> _About this task_
Among the lines below, take the one holding "post? Indicate one point per instance.", the one holding "pond? Indicate one point per instance.", and all lines between them. Set them down exactly.

> _Provided records_
------------------------------------------------

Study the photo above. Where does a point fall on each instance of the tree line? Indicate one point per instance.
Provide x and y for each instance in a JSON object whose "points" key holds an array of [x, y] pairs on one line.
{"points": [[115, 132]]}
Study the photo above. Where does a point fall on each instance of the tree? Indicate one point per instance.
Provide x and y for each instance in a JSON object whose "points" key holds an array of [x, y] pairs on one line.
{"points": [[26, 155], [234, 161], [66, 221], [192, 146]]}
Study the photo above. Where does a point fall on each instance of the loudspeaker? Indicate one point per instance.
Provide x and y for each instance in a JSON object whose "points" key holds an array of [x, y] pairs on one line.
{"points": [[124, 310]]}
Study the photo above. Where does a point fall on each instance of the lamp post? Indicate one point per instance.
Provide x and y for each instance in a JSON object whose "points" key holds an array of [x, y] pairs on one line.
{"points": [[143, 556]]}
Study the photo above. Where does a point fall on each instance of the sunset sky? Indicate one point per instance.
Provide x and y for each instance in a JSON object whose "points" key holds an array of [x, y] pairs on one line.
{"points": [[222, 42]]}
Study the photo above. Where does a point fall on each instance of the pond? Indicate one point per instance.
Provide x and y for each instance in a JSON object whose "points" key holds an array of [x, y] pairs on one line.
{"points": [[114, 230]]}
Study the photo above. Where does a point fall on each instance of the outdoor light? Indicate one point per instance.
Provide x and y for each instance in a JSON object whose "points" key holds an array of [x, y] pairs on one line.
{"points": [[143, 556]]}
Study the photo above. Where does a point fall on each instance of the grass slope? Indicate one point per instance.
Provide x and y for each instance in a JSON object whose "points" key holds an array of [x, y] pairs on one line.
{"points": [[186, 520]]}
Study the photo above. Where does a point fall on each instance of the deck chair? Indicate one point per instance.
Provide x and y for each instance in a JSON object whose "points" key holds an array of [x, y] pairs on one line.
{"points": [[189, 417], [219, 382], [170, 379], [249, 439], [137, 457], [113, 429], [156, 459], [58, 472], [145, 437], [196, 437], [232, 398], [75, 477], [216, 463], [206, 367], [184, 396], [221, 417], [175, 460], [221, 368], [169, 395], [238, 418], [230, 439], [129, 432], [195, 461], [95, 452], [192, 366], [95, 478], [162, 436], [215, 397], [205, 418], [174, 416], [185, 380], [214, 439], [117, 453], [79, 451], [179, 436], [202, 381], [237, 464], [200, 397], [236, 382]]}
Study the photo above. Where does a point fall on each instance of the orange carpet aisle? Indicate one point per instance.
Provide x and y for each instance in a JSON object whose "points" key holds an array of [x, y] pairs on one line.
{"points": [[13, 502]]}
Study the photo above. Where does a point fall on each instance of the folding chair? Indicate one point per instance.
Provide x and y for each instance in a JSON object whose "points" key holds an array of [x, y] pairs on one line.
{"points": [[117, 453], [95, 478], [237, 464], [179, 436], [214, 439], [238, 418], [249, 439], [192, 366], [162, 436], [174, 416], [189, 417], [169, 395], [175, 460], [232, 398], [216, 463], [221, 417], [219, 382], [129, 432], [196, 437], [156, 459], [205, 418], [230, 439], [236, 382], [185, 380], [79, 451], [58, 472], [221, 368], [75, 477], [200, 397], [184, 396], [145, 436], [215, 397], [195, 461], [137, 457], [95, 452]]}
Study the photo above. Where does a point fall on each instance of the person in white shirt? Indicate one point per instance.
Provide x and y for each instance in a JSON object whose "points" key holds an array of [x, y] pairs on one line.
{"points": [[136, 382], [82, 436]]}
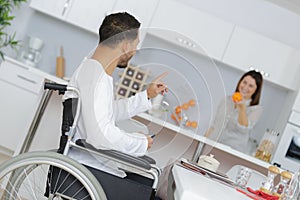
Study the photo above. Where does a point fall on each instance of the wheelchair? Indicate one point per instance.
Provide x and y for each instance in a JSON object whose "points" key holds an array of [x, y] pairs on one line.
{"points": [[54, 175]]}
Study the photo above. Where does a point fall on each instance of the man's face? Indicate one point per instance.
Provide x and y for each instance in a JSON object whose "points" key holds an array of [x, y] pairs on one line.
{"points": [[127, 55]]}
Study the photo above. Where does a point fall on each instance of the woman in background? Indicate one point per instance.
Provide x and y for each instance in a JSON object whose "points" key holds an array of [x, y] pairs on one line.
{"points": [[233, 120]]}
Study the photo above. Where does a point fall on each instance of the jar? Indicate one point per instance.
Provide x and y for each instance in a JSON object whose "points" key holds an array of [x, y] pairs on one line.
{"points": [[208, 162], [267, 145], [268, 185], [281, 187]]}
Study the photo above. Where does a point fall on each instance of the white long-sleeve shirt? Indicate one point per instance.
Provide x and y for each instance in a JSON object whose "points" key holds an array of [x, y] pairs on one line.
{"points": [[99, 112], [226, 128]]}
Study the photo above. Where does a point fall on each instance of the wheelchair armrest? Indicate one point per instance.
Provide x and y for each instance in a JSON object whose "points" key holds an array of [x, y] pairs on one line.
{"points": [[138, 161]]}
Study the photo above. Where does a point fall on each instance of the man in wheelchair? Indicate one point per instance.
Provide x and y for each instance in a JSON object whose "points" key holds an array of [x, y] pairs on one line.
{"points": [[96, 127]]}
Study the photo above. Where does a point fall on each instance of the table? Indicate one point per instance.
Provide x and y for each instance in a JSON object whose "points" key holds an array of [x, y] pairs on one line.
{"points": [[188, 185]]}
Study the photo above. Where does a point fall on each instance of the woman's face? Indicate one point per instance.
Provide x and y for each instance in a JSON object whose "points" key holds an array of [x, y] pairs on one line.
{"points": [[247, 87]]}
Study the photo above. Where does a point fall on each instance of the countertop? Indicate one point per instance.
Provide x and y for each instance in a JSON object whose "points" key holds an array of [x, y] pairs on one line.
{"points": [[37, 71], [191, 185], [191, 134]]}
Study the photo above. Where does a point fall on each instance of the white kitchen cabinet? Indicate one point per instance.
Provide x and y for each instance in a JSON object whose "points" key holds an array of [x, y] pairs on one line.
{"points": [[86, 14], [248, 49], [296, 105], [55, 8], [19, 97], [191, 28], [89, 14]]}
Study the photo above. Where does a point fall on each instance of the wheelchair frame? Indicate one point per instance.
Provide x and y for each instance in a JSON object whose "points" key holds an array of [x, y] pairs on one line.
{"points": [[15, 172]]}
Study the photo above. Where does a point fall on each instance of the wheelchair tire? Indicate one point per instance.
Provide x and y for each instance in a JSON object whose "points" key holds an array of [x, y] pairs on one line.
{"points": [[26, 176]]}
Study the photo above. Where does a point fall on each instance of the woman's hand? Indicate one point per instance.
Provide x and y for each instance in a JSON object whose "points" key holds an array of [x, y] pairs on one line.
{"points": [[242, 117]]}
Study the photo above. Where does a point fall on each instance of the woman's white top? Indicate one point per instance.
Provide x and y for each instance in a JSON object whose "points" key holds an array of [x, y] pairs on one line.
{"points": [[226, 128], [99, 112]]}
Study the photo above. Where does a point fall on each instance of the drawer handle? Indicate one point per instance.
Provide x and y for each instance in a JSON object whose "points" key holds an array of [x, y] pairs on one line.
{"points": [[27, 79]]}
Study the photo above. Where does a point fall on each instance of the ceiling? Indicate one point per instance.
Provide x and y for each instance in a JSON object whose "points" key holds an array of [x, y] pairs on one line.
{"points": [[292, 5]]}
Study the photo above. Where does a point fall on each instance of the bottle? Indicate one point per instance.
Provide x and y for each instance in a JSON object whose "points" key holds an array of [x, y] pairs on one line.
{"points": [[268, 185], [293, 189], [281, 187]]}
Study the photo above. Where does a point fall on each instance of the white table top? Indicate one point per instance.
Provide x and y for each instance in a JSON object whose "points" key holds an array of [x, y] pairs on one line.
{"points": [[191, 134], [191, 185]]}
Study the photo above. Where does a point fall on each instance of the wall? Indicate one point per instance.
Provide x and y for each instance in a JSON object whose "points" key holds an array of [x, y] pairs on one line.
{"points": [[77, 42], [258, 15]]}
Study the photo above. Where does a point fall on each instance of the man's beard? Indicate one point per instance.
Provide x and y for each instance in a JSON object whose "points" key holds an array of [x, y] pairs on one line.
{"points": [[122, 66]]}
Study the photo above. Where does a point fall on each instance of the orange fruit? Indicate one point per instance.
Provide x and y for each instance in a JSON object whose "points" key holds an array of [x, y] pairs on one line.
{"points": [[177, 109], [174, 117], [192, 102], [179, 118], [237, 97], [185, 106], [194, 124]]}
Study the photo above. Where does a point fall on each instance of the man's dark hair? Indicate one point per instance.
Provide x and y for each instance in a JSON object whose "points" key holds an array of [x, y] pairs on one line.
{"points": [[118, 27]]}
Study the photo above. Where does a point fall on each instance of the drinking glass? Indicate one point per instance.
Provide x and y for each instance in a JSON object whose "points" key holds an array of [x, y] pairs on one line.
{"points": [[243, 176]]}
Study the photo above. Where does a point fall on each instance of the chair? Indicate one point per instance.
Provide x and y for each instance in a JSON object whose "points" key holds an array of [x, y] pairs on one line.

------------------------------------------------

> _Task answer_
Study the photo above. Where does a point fall on each instance of the lamp post? Indicate one point per instance.
Provide x and y for each instance in a JSON object whose "points" key holds an array of [x, y] pairs on one line.
{"points": [[143, 556]]}
Study the photo above. Where does a point fall on each instance of the sunset sky? Indicate one point per instance.
Provide x and y for each instance in a JSON object whose "points" key holds an array of [x, y] pairs on one line.
{"points": [[222, 42]]}
Study the photo above. Where does a point fall on each instance of the pond? Indicate one point per instance.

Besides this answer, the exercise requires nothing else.